§ **Requirement**: Reproduce this listing in full.

§ **Working data**:
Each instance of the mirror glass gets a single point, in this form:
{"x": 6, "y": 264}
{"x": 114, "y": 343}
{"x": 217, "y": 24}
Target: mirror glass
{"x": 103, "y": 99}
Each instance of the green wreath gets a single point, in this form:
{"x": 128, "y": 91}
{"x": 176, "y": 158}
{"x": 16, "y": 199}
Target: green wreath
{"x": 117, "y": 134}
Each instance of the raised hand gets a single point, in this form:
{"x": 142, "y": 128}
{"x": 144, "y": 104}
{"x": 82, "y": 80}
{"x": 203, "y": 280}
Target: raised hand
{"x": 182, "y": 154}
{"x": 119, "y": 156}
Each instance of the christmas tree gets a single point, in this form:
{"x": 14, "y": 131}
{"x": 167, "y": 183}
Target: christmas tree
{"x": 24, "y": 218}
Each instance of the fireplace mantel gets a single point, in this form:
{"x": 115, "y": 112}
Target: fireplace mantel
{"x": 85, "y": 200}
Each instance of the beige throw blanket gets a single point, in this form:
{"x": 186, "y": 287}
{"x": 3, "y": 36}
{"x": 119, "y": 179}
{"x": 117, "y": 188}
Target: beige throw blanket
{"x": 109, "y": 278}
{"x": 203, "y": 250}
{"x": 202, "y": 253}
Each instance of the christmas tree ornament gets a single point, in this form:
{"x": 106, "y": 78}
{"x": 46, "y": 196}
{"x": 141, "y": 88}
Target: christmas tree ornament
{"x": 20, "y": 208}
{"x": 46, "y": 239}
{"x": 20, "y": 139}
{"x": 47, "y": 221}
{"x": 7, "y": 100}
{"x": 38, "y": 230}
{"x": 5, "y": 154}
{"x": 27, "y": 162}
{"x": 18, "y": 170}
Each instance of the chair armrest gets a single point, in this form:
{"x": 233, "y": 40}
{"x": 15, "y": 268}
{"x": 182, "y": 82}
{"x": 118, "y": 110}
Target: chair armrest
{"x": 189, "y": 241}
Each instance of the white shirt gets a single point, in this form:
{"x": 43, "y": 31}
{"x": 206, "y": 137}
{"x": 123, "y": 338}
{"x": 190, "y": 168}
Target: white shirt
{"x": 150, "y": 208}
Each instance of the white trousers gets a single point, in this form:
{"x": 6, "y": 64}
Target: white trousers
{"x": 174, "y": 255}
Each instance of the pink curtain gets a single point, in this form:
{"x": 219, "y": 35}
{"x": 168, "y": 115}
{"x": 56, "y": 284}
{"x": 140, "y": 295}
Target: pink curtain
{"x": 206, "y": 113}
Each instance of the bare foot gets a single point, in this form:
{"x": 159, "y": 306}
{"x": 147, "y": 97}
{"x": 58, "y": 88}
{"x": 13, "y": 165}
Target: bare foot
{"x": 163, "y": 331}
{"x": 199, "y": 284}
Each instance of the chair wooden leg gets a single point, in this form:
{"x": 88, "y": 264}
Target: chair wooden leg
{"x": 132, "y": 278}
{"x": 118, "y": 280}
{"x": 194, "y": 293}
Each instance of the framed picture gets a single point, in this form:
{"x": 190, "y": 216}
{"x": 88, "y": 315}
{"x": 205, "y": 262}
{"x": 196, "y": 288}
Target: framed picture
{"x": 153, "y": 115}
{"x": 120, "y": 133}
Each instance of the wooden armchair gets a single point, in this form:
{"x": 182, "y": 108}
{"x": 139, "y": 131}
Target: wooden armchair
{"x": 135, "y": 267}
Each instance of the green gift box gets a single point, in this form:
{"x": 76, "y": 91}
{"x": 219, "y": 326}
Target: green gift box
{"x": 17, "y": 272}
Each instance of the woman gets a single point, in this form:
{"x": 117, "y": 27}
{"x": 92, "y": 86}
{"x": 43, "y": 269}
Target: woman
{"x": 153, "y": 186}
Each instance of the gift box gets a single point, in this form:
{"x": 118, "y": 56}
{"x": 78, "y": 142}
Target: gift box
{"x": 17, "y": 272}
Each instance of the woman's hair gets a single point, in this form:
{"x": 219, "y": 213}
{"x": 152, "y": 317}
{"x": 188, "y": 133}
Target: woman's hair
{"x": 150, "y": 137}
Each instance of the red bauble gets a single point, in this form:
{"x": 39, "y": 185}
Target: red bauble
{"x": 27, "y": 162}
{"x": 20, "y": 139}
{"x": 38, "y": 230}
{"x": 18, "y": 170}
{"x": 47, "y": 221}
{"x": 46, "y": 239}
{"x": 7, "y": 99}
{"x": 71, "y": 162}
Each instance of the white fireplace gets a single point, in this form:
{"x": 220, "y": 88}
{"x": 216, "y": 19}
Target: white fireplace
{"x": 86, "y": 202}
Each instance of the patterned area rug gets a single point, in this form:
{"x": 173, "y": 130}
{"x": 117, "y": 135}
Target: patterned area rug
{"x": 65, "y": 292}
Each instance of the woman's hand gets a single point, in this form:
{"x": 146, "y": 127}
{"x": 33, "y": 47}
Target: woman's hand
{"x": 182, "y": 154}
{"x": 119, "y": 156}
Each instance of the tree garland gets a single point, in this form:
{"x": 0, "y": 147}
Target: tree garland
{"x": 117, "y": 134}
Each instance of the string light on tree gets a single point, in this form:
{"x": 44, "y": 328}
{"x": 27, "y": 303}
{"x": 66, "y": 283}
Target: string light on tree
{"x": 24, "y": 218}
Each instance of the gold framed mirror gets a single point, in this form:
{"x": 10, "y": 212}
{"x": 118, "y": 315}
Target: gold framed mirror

§ **Expected answer**:
Each instance of the mirror glass gets a single point, in this form:
{"x": 6, "y": 264}
{"x": 114, "y": 343}
{"x": 217, "y": 24}
Target: mirror glass
{"x": 103, "y": 99}
Each instance of the green wreath gets a single point, in this form:
{"x": 128, "y": 91}
{"x": 176, "y": 158}
{"x": 16, "y": 199}
Target: green wreath
{"x": 117, "y": 134}
Each instance of the raised hand gets a single point, in this form:
{"x": 142, "y": 128}
{"x": 144, "y": 104}
{"x": 82, "y": 80}
{"x": 203, "y": 280}
Target: raised hand
{"x": 182, "y": 154}
{"x": 119, "y": 156}
Each instance of the christmas tree gets a single point, in this form:
{"x": 14, "y": 131}
{"x": 167, "y": 183}
Target: christmas tree
{"x": 24, "y": 218}
Each instance of the fireplace mantel gets a single point, in this form:
{"x": 115, "y": 112}
Target: fireplace mantel
{"x": 85, "y": 200}
Each instance of the beige throw blanket gets a single point, in this form:
{"x": 186, "y": 287}
{"x": 3, "y": 36}
{"x": 119, "y": 179}
{"x": 117, "y": 188}
Target: beige throw blanket
{"x": 109, "y": 278}
{"x": 203, "y": 250}
{"x": 202, "y": 253}
Each instance of the christmas tree ornament gets a single point, in this form:
{"x": 106, "y": 78}
{"x": 46, "y": 196}
{"x": 141, "y": 88}
Target: christmas tree ornament
{"x": 20, "y": 208}
{"x": 46, "y": 239}
{"x": 20, "y": 139}
{"x": 47, "y": 221}
{"x": 7, "y": 100}
{"x": 38, "y": 230}
{"x": 5, "y": 154}
{"x": 27, "y": 162}
{"x": 18, "y": 170}
Each instance of the chair armrest gets a single point, in this form:
{"x": 233, "y": 40}
{"x": 15, "y": 268}
{"x": 182, "y": 82}
{"x": 118, "y": 110}
Target: chair armrest
{"x": 189, "y": 241}
Each instance of the white shirt gets a single point, in this form:
{"x": 43, "y": 31}
{"x": 206, "y": 137}
{"x": 123, "y": 338}
{"x": 190, "y": 168}
Target: white shirt
{"x": 150, "y": 208}
Each instance of the white trousers gets a single point, in this form:
{"x": 6, "y": 64}
Target: white trousers
{"x": 174, "y": 255}
Each instance of the pink curtain gets a single point, in this form:
{"x": 219, "y": 35}
{"x": 168, "y": 115}
{"x": 56, "y": 284}
{"x": 140, "y": 295}
Target: pink curtain
{"x": 206, "y": 113}
Each instance of the bare foot gets a single point, in this form:
{"x": 159, "y": 306}
{"x": 147, "y": 97}
{"x": 58, "y": 88}
{"x": 13, "y": 165}
Target: bare foot
{"x": 163, "y": 331}
{"x": 199, "y": 284}
Each instance of the chair wooden leg gets a single point, in this form:
{"x": 88, "y": 264}
Target: chair wooden leg
{"x": 132, "y": 278}
{"x": 118, "y": 280}
{"x": 194, "y": 293}
Each instance of the framed picture gets a single point, in this form:
{"x": 190, "y": 216}
{"x": 88, "y": 315}
{"x": 205, "y": 262}
{"x": 196, "y": 288}
Target: framed picture
{"x": 153, "y": 115}
{"x": 120, "y": 133}
Each instance of the wooden armchair gets a single point, in this form:
{"x": 182, "y": 108}
{"x": 139, "y": 131}
Target: wooden armchair
{"x": 135, "y": 267}
Each instance of the green gift box gets a single point, in this form:
{"x": 76, "y": 91}
{"x": 219, "y": 326}
Target: green gift box
{"x": 17, "y": 272}
Each instance of the woman gets a single point, in this form:
{"x": 117, "y": 27}
{"x": 92, "y": 86}
{"x": 43, "y": 269}
Target: woman
{"x": 153, "y": 186}
Each instance of the gift box gets a single point, in this form:
{"x": 118, "y": 56}
{"x": 78, "y": 142}
Target: gift box
{"x": 17, "y": 272}
Each instance of the woman's hair gets a single point, in this form:
{"x": 219, "y": 213}
{"x": 152, "y": 317}
{"x": 188, "y": 133}
Target: woman's hair
{"x": 150, "y": 137}
Each instance of the red bauble gets a single point, in this form:
{"x": 39, "y": 185}
Target: red bauble
{"x": 27, "y": 162}
{"x": 20, "y": 139}
{"x": 38, "y": 230}
{"x": 18, "y": 170}
{"x": 47, "y": 221}
{"x": 46, "y": 239}
{"x": 7, "y": 99}
{"x": 71, "y": 162}
Each instance of the white fireplace gets a single point, in this form:
{"x": 220, "y": 88}
{"x": 216, "y": 19}
Target: white fireplace
{"x": 86, "y": 202}
Each instance of the patterned area rug gets a single point, in this form:
{"x": 173, "y": 130}
{"x": 117, "y": 135}
Target: patterned area rug
{"x": 65, "y": 292}
Each instance of the woman's hand gets a single point, in this form:
{"x": 146, "y": 127}
{"x": 33, "y": 47}
Target: woman's hand
{"x": 182, "y": 154}
{"x": 119, "y": 156}
Each instance of the tree garland gets a single point, in this form:
{"x": 0, "y": 147}
Target: tree garland
{"x": 117, "y": 134}
Each instance of the string light on tree gets a single point, in this form:
{"x": 44, "y": 328}
{"x": 27, "y": 303}
{"x": 66, "y": 283}
Target: string light on tree
{"x": 24, "y": 218}
Each instance of the gold framed mirror gets a single point, in this form:
{"x": 10, "y": 212}
{"x": 118, "y": 315}
Target: gold framed mirror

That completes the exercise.